Provided entries –
··········
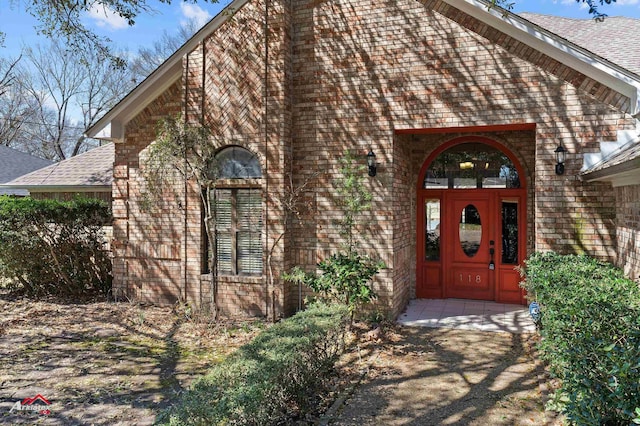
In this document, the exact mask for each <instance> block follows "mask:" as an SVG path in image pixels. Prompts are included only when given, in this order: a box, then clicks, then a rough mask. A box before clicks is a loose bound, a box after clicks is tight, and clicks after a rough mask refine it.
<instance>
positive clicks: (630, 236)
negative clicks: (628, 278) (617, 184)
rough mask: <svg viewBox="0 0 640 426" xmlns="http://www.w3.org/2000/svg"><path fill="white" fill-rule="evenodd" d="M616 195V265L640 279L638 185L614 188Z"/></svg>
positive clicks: (639, 211) (638, 194) (627, 272)
mask: <svg viewBox="0 0 640 426" xmlns="http://www.w3.org/2000/svg"><path fill="white" fill-rule="evenodd" d="M614 190H615V194H616V209H615V212H616V239H617V246H618V247H617V248H618V253H617V254H618V259H617V262H616V263H617V265H618V266H619V267H621V268H623V269H624V271H625V273H626V274H627V275H628V276H629V277H630V278H632V279H634V280H639V279H640V185H633V186H622V187H618V188H614Z"/></svg>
··········
Task requirements – Copy every line of the items above without changing anything, and leave the pictures out of your copy.

Task response –
In this document, the exact mask for each <instance> block follows "mask:" as an SVG path in image pixels. Prompts are included only when given, in this order: a box, then clicks, then a rough mask. A box before clicks is a loose bound, a box after clicks is tight, and clicks after a rough mask refine it.
<instance>
positive clicks: (630, 236)
negative clicks: (628, 278) (617, 184)
rough mask: <svg viewBox="0 0 640 426" xmlns="http://www.w3.org/2000/svg"><path fill="white" fill-rule="evenodd" d="M616 195V265L640 279L638 185L614 188Z"/></svg>
positive clicks: (639, 211) (638, 194) (627, 272)
mask: <svg viewBox="0 0 640 426" xmlns="http://www.w3.org/2000/svg"><path fill="white" fill-rule="evenodd" d="M614 190H615V194H616V209H615V212H616V239H617V246H618V247H617V248H618V253H617V254H618V259H617V262H616V263H617V265H618V266H619V267H621V268H623V269H624V271H625V273H626V274H627V275H628V276H629V277H630V278H632V279H634V280H639V279H640V185H633V186H622V187H618V188H614Z"/></svg>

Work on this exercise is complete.